## How to complete this task
Please restate exactly the lines of the data below, beginning with the line containing "The component shall return one point per instance of the mandala" and ending with the last line.

## Extracted information
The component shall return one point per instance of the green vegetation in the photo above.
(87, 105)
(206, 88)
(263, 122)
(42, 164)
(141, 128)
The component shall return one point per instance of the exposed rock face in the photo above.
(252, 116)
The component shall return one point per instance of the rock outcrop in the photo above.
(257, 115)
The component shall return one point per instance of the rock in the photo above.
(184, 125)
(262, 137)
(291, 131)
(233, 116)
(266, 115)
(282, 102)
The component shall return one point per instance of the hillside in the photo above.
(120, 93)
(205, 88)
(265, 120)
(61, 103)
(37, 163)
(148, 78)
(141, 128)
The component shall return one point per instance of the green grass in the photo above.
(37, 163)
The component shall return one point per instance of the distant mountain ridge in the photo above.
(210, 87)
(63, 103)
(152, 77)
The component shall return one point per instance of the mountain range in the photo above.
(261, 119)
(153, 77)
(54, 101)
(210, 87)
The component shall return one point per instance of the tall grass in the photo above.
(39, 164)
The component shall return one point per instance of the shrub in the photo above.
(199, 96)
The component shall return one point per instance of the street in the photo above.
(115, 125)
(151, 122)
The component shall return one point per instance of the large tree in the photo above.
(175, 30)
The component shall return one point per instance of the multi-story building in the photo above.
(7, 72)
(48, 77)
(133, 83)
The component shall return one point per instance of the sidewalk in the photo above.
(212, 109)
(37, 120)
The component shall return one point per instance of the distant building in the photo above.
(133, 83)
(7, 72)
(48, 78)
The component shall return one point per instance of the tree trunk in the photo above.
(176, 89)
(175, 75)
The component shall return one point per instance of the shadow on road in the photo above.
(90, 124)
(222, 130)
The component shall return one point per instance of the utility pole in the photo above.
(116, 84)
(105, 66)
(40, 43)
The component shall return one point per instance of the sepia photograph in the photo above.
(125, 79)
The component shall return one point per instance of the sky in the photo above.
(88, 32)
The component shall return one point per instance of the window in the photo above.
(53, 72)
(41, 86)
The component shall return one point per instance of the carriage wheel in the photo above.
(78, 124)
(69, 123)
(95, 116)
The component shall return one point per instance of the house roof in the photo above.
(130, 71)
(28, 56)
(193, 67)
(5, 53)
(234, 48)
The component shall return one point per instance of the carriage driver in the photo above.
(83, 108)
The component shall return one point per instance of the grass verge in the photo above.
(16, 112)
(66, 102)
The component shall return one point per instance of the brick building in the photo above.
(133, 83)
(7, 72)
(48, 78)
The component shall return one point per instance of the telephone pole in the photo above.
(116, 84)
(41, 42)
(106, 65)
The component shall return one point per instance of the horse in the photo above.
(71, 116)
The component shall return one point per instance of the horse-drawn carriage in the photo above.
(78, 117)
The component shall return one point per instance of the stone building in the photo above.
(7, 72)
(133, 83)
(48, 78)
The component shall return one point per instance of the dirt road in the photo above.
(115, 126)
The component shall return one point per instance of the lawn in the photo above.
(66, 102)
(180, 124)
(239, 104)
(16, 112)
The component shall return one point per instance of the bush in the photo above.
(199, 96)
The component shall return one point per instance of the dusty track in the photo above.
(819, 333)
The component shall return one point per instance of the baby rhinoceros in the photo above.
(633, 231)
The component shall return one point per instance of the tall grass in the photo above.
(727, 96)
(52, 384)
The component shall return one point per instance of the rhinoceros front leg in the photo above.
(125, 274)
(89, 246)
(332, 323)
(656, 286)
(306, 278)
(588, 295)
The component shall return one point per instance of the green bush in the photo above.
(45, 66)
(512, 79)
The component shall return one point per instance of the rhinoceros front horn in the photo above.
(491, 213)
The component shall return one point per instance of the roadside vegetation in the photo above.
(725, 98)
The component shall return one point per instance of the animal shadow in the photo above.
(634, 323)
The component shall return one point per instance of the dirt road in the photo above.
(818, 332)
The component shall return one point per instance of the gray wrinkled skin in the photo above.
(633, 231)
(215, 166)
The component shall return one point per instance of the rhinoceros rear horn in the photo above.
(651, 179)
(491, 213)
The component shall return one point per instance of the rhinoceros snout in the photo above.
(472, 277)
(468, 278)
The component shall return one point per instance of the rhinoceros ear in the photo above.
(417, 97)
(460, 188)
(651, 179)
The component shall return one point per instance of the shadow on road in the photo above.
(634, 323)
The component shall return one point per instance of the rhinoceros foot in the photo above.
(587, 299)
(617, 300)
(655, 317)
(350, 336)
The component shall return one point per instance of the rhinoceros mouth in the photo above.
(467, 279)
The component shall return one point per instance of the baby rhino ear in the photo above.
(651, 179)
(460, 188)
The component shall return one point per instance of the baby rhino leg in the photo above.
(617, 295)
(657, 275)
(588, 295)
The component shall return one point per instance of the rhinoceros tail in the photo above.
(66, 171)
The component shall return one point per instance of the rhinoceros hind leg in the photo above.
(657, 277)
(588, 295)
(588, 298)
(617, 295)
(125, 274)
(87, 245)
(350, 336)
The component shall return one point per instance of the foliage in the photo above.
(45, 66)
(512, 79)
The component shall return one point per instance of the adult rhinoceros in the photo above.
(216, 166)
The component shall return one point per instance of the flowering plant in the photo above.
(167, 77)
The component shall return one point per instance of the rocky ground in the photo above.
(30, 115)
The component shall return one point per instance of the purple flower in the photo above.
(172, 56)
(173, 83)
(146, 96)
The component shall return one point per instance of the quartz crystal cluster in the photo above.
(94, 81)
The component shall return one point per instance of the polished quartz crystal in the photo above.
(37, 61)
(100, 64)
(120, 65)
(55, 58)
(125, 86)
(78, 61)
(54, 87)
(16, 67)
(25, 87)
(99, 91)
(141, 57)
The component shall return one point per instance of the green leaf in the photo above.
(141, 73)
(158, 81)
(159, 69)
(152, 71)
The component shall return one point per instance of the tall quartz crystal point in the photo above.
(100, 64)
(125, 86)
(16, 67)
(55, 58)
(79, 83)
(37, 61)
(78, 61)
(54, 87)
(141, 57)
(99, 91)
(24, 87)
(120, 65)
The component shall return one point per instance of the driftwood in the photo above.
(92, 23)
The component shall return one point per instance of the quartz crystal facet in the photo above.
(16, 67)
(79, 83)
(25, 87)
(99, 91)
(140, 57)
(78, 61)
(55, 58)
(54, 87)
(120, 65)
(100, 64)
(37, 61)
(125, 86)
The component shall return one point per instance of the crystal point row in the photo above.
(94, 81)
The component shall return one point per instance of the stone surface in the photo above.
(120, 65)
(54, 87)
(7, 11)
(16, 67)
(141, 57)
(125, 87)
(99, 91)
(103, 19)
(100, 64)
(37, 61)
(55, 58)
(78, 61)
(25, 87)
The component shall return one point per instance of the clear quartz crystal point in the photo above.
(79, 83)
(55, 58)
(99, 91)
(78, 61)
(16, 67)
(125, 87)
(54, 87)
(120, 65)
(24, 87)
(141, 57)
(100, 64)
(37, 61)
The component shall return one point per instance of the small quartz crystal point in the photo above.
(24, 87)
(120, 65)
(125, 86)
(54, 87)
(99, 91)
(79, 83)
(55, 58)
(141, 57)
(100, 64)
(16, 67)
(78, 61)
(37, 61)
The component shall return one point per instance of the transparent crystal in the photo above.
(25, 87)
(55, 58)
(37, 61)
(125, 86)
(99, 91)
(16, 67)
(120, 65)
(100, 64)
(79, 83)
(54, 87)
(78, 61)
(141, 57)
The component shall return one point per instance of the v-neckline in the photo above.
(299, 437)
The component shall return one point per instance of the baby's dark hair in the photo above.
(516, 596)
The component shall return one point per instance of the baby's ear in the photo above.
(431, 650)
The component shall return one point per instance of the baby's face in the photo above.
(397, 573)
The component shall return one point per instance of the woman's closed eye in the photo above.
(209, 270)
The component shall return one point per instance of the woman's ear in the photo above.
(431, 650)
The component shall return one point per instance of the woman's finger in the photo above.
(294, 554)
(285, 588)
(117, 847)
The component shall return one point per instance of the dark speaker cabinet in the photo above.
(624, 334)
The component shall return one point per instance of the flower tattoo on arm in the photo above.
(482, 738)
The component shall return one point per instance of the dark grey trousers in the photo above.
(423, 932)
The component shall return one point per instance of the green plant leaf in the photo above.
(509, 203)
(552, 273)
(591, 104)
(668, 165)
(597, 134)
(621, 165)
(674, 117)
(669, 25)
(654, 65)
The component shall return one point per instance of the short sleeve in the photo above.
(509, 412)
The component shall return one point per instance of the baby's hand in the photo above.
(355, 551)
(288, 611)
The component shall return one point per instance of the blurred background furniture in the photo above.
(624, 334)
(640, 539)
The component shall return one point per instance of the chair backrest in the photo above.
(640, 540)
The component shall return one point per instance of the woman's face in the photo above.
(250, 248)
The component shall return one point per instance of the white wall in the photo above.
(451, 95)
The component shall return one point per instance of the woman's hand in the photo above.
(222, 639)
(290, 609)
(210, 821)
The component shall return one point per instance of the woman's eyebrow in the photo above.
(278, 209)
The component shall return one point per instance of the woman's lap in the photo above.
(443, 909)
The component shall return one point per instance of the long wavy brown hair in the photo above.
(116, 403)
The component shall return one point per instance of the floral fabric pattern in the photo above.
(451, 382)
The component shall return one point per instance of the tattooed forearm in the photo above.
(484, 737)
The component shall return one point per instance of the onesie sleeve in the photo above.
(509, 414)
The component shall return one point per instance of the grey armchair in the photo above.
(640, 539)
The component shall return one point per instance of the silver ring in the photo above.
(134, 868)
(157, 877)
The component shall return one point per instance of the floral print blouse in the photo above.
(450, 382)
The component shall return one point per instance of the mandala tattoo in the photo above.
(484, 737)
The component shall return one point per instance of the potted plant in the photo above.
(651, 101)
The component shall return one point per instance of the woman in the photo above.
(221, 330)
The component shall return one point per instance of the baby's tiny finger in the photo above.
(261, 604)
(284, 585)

## Written reply
The component shall return one point per instance of the mandala tattoo in the photo above.
(484, 737)
The component shall return one point per instance of the potted plant in the photo above.
(651, 101)
The component shall return one point per instance of the woman in the photo above.
(221, 330)
The component shall return one point per instance of the baby's tiny finger in the photo above.
(261, 604)
(284, 585)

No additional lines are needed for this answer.